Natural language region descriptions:
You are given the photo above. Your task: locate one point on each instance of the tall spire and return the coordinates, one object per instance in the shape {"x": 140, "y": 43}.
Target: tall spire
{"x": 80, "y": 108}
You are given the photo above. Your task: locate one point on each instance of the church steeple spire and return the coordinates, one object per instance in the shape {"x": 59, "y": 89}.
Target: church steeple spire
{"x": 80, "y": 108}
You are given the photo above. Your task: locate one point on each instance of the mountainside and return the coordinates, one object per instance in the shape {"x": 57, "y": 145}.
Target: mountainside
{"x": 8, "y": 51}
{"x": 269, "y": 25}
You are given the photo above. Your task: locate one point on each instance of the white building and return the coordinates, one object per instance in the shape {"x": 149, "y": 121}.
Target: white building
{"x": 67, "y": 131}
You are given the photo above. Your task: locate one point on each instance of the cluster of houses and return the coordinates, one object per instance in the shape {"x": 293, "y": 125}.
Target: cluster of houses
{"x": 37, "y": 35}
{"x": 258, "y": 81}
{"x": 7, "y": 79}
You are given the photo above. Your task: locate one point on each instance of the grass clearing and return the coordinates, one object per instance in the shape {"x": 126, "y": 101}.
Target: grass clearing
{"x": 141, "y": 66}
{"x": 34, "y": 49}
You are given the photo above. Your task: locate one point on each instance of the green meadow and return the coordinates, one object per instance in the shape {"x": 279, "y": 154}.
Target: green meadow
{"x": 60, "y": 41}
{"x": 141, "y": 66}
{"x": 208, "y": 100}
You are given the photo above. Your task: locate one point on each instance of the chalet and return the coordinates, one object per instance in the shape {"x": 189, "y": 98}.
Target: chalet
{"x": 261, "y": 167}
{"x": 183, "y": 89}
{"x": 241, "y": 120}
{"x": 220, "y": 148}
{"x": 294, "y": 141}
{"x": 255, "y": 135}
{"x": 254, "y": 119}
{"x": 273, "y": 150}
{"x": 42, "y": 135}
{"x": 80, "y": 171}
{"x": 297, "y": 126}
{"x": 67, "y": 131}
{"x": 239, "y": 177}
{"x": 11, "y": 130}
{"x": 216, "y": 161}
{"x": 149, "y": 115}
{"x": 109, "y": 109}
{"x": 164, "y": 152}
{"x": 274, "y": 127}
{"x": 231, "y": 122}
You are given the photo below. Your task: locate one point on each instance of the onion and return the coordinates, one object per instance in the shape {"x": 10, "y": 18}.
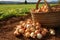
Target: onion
{"x": 19, "y": 27}
{"x": 28, "y": 26}
{"x": 37, "y": 27}
{"x": 32, "y": 29}
{"x": 21, "y": 22}
{"x": 52, "y": 32}
{"x": 33, "y": 35}
{"x": 44, "y": 29}
{"x": 27, "y": 30}
{"x": 16, "y": 33}
{"x": 39, "y": 36}
{"x": 27, "y": 34}
{"x": 21, "y": 30}
{"x": 43, "y": 33}
{"x": 37, "y": 31}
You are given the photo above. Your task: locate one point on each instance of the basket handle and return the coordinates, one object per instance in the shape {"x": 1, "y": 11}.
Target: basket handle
{"x": 49, "y": 8}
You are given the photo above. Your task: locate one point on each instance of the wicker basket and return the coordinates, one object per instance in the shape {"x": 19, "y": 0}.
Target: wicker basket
{"x": 50, "y": 19}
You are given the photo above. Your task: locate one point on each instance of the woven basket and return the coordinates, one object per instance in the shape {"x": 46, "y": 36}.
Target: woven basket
{"x": 50, "y": 19}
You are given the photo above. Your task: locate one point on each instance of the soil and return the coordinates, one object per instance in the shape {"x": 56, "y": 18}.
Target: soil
{"x": 7, "y": 28}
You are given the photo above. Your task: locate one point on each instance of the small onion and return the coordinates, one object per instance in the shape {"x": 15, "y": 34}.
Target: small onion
{"x": 21, "y": 22}
{"x": 39, "y": 36}
{"x": 27, "y": 30}
{"x": 19, "y": 26}
{"x": 37, "y": 27}
{"x": 44, "y": 29}
{"x": 16, "y": 33}
{"x": 28, "y": 26}
{"x": 21, "y": 30}
{"x": 33, "y": 35}
{"x": 43, "y": 33}
{"x": 32, "y": 29}
{"x": 37, "y": 31}
{"x": 27, "y": 34}
{"x": 52, "y": 32}
{"x": 37, "y": 24}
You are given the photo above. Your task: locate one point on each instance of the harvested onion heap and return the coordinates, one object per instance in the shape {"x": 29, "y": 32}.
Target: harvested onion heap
{"x": 30, "y": 29}
{"x": 44, "y": 9}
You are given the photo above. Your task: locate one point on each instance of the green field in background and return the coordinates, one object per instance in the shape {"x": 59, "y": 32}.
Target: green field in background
{"x": 7, "y": 11}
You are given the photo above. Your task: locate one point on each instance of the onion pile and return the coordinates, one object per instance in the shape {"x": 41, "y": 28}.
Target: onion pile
{"x": 44, "y": 8}
{"x": 29, "y": 29}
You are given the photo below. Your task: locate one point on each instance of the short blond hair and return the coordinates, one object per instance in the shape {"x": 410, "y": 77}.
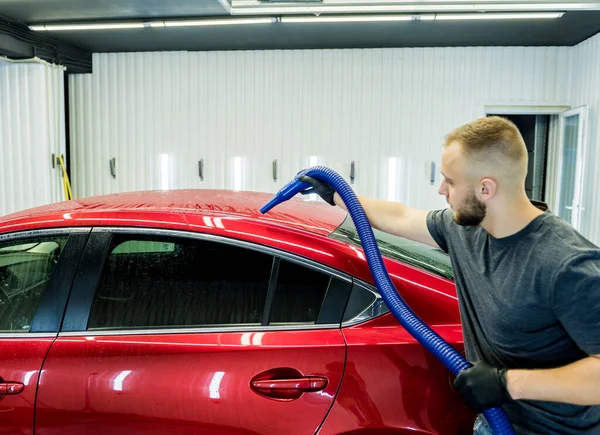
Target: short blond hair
{"x": 488, "y": 140}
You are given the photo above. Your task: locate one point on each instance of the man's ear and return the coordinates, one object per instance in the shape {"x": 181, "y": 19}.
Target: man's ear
{"x": 487, "y": 189}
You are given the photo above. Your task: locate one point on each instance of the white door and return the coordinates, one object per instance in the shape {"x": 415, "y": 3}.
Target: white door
{"x": 573, "y": 127}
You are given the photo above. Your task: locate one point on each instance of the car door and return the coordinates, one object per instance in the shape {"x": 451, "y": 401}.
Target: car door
{"x": 168, "y": 332}
{"x": 36, "y": 272}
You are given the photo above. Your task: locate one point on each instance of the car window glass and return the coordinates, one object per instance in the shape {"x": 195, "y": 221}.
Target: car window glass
{"x": 25, "y": 270}
{"x": 163, "y": 282}
{"x": 416, "y": 254}
{"x": 299, "y": 294}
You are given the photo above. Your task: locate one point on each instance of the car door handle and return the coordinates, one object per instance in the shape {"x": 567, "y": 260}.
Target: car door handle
{"x": 306, "y": 385}
{"x": 10, "y": 388}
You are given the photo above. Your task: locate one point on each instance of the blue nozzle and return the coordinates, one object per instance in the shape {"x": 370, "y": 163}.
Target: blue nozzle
{"x": 287, "y": 192}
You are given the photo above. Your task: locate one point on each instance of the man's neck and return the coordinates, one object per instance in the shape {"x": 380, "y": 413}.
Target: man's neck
{"x": 510, "y": 218}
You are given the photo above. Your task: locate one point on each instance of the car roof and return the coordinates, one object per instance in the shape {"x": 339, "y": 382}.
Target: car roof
{"x": 297, "y": 213}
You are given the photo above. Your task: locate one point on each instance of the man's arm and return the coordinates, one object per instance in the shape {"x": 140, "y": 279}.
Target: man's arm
{"x": 395, "y": 218}
{"x": 577, "y": 383}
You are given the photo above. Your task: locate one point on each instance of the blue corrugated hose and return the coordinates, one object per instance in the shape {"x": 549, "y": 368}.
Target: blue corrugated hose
{"x": 407, "y": 318}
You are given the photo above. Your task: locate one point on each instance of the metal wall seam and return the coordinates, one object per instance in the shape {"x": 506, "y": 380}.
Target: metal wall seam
{"x": 31, "y": 131}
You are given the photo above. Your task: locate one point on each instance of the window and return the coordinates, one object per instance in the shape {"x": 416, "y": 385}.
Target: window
{"x": 170, "y": 282}
{"x": 25, "y": 271}
{"x": 159, "y": 282}
{"x": 299, "y": 294}
{"x": 397, "y": 248}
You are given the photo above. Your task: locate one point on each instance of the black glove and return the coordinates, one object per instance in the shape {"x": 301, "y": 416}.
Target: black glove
{"x": 321, "y": 188}
{"x": 482, "y": 386}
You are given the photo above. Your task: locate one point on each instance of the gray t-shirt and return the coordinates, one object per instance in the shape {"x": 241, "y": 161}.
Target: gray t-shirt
{"x": 529, "y": 300}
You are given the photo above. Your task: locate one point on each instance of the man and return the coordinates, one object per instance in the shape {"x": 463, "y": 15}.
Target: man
{"x": 528, "y": 284}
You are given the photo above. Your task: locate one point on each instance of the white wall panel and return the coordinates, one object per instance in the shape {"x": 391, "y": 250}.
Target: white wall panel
{"x": 362, "y": 105}
{"x": 32, "y": 128}
{"x": 585, "y": 88}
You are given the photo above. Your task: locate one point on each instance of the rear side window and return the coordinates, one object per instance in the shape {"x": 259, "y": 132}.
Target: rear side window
{"x": 179, "y": 283}
{"x": 25, "y": 271}
{"x": 171, "y": 282}
{"x": 299, "y": 295}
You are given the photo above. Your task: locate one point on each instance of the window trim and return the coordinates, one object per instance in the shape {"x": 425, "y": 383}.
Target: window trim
{"x": 51, "y": 310}
{"x": 357, "y": 320}
{"x": 85, "y": 285}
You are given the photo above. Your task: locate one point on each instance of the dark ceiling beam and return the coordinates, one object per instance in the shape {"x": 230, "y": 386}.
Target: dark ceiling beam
{"x": 18, "y": 42}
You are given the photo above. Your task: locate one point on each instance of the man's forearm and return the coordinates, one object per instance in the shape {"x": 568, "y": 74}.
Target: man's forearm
{"x": 577, "y": 383}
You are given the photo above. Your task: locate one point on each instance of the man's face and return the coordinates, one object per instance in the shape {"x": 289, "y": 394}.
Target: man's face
{"x": 459, "y": 192}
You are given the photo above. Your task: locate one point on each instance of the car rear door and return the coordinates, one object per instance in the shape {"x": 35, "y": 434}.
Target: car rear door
{"x": 168, "y": 332}
{"x": 36, "y": 272}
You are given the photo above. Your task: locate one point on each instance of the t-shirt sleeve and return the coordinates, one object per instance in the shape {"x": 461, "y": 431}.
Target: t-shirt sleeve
{"x": 576, "y": 300}
{"x": 438, "y": 223}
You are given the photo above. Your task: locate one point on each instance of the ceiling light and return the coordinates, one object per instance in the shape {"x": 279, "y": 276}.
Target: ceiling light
{"x": 97, "y": 26}
{"x": 141, "y": 25}
{"x": 494, "y": 16}
{"x": 222, "y": 22}
{"x": 356, "y": 18}
{"x": 412, "y": 7}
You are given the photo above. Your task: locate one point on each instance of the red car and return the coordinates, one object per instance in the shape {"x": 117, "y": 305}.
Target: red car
{"x": 189, "y": 312}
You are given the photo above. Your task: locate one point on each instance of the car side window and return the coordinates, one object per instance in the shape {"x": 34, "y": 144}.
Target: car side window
{"x": 300, "y": 291}
{"x": 151, "y": 281}
{"x": 165, "y": 282}
{"x": 26, "y": 267}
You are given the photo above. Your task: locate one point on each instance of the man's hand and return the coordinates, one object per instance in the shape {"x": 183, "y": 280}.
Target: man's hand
{"x": 482, "y": 386}
{"x": 319, "y": 187}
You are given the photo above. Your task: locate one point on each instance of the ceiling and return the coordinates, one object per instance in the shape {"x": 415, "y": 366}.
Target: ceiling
{"x": 570, "y": 29}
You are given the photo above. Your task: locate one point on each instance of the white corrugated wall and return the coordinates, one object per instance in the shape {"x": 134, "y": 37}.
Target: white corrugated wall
{"x": 585, "y": 90}
{"x": 158, "y": 114}
{"x": 32, "y": 128}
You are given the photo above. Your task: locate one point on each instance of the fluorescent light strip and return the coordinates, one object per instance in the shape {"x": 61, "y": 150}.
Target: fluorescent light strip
{"x": 140, "y": 25}
{"x": 357, "y": 18}
{"x": 228, "y": 22}
{"x": 310, "y": 19}
{"x": 495, "y": 16}
{"x": 420, "y": 7}
{"x": 99, "y": 26}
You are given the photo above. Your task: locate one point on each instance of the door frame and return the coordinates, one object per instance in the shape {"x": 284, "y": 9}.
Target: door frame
{"x": 583, "y": 112}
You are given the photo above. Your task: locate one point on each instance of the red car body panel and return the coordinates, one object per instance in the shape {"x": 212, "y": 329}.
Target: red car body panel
{"x": 392, "y": 382}
{"x": 20, "y": 361}
{"x": 185, "y": 383}
{"x": 380, "y": 380}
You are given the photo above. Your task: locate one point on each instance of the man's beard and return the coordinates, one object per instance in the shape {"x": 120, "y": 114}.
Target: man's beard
{"x": 471, "y": 213}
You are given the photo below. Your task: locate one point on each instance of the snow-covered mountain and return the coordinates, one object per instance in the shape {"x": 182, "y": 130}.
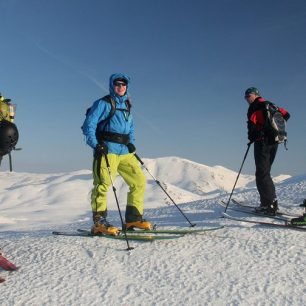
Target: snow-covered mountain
{"x": 241, "y": 264}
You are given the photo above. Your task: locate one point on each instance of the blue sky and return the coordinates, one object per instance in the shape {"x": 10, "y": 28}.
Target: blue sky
{"x": 190, "y": 63}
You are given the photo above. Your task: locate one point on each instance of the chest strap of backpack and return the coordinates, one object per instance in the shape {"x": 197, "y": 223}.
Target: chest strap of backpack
{"x": 113, "y": 137}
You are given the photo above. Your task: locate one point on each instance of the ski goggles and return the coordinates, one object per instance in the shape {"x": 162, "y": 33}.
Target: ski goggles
{"x": 119, "y": 84}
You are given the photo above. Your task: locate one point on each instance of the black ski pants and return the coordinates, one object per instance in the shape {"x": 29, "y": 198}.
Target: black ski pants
{"x": 264, "y": 155}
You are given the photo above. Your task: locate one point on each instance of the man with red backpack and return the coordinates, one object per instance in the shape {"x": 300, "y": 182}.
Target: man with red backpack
{"x": 261, "y": 132}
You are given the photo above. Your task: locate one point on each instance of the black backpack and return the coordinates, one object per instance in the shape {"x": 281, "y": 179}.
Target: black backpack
{"x": 275, "y": 126}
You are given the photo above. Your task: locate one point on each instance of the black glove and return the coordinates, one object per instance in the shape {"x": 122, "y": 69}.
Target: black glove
{"x": 131, "y": 148}
{"x": 101, "y": 149}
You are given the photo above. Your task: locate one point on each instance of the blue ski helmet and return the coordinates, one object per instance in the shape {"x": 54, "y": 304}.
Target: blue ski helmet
{"x": 251, "y": 90}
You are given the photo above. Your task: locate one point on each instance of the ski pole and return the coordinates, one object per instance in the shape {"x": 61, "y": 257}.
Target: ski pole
{"x": 114, "y": 190}
{"x": 245, "y": 155}
{"x": 159, "y": 184}
{"x": 10, "y": 161}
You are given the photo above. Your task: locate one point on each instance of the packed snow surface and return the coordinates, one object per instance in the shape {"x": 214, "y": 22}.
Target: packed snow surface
{"x": 241, "y": 264}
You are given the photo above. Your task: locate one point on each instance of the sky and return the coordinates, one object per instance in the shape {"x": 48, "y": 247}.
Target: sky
{"x": 189, "y": 62}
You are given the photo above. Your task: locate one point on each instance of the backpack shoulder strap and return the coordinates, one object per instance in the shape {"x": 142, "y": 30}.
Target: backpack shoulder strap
{"x": 112, "y": 102}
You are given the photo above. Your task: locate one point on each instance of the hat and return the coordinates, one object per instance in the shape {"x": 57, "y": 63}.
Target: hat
{"x": 251, "y": 90}
{"x": 121, "y": 80}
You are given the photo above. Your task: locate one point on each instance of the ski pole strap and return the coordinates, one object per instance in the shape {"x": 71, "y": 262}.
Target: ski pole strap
{"x": 113, "y": 137}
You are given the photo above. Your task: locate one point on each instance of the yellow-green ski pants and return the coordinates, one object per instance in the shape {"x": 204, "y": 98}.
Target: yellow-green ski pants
{"x": 129, "y": 168}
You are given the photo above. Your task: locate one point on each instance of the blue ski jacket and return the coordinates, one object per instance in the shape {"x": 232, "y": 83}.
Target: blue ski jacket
{"x": 121, "y": 122}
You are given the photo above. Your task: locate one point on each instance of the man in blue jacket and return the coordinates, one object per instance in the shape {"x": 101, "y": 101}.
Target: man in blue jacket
{"x": 109, "y": 130}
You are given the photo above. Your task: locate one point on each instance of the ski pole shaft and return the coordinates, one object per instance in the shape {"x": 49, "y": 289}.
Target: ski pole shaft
{"x": 115, "y": 193}
{"x": 160, "y": 185}
{"x": 10, "y": 161}
{"x": 244, "y": 158}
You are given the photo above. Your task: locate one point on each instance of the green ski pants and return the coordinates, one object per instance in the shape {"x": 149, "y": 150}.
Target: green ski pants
{"x": 129, "y": 168}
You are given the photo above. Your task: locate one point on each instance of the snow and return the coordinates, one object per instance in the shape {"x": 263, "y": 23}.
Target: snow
{"x": 242, "y": 264}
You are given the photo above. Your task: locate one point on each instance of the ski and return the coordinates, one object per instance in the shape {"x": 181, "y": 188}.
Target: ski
{"x": 282, "y": 225}
{"x": 251, "y": 211}
{"x": 177, "y": 231}
{"x": 87, "y": 233}
{"x": 131, "y": 236}
{"x": 278, "y": 213}
{"x": 6, "y": 264}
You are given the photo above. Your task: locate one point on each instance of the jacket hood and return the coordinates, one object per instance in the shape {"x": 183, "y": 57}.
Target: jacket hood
{"x": 112, "y": 78}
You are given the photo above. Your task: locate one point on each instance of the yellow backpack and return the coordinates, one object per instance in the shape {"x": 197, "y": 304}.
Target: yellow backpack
{"x": 7, "y": 109}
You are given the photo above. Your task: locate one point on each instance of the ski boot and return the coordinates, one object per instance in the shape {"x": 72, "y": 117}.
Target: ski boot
{"x": 103, "y": 227}
{"x": 269, "y": 210}
{"x": 140, "y": 224}
{"x": 300, "y": 221}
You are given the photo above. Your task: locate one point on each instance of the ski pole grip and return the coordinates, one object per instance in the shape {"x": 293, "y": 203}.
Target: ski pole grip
{"x": 106, "y": 159}
{"x": 139, "y": 159}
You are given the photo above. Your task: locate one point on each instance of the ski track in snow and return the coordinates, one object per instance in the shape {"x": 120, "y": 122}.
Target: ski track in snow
{"x": 242, "y": 264}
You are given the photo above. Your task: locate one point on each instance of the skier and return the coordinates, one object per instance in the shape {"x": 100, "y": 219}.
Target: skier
{"x": 110, "y": 132}
{"x": 8, "y": 131}
{"x": 265, "y": 149}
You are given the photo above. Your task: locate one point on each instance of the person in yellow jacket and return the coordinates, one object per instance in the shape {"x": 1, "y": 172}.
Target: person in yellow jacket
{"x": 109, "y": 130}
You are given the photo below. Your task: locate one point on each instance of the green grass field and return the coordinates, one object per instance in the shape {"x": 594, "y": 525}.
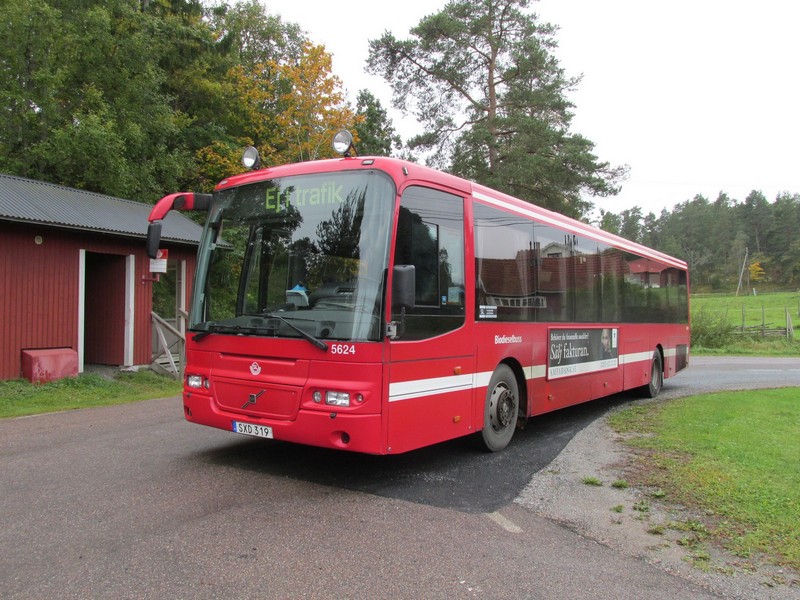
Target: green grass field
{"x": 733, "y": 457}
{"x": 20, "y": 397}
{"x": 718, "y": 319}
{"x": 769, "y": 308}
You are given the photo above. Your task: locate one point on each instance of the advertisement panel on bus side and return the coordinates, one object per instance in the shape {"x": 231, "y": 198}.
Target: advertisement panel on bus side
{"x": 580, "y": 351}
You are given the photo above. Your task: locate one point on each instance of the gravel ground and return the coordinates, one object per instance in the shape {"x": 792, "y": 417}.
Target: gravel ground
{"x": 558, "y": 493}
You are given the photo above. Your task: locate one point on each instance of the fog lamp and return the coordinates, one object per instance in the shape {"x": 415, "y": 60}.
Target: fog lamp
{"x": 337, "y": 398}
{"x": 194, "y": 381}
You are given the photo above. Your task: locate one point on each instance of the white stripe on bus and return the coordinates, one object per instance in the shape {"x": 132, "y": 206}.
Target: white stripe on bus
{"x": 420, "y": 388}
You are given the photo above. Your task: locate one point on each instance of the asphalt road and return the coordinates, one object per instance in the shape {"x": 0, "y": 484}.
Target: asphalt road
{"x": 133, "y": 502}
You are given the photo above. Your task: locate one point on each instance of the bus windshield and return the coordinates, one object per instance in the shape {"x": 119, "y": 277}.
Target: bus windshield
{"x": 298, "y": 257}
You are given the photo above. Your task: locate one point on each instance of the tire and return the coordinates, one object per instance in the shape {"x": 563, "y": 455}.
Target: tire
{"x": 501, "y": 409}
{"x": 652, "y": 389}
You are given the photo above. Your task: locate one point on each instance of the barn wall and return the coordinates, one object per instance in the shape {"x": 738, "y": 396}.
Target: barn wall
{"x": 39, "y": 290}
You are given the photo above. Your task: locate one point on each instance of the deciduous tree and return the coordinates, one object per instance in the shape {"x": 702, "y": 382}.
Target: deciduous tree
{"x": 482, "y": 79}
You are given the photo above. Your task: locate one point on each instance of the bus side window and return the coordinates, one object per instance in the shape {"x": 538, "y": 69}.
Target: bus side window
{"x": 430, "y": 236}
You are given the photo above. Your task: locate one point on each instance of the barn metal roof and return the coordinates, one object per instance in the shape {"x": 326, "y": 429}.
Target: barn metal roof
{"x": 27, "y": 200}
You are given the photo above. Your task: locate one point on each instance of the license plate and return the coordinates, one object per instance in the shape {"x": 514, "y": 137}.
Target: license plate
{"x": 250, "y": 429}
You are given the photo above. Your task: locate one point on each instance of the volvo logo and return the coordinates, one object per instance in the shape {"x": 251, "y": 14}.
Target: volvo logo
{"x": 252, "y": 399}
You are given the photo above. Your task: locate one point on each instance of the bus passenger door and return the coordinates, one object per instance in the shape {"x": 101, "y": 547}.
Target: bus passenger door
{"x": 432, "y": 361}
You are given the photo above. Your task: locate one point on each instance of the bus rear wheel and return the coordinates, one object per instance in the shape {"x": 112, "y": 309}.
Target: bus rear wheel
{"x": 501, "y": 409}
{"x": 652, "y": 389}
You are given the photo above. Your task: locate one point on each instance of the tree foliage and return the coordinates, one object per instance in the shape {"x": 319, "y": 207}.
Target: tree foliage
{"x": 718, "y": 239}
{"x": 482, "y": 79}
{"x": 137, "y": 97}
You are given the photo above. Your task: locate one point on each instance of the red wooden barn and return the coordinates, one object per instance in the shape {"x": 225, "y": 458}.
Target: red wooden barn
{"x": 75, "y": 279}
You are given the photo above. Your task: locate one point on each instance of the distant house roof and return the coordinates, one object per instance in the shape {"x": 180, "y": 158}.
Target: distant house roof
{"x": 30, "y": 201}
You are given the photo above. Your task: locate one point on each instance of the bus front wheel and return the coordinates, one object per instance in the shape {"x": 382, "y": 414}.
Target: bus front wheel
{"x": 501, "y": 410}
{"x": 653, "y": 388}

— Aim of the task —
What lines in the data above contain the word "below"? Copy them all.

— Exercise output —
You are given the photo below. Your task: locate one point on each instance of the onion and return the coordinates, one object per instance in the shape {"x": 10, "y": 18}.
You are given the photo below. Your task: locate one point on each instance of the short blond hair and return the coordinates, one object per instance in the shape {"x": 410, "y": 77}.
You are given the photo below. Your task: locate one point on each instance of the snow-covered mountain and return the coordinates, one object per instance in the shape {"x": 182, "y": 130}.
You are given the photo below. Your task: locate one point on each instance of the green grass field and return the coordinates, one object per instance in the shape {"x": 594, "y": 525}.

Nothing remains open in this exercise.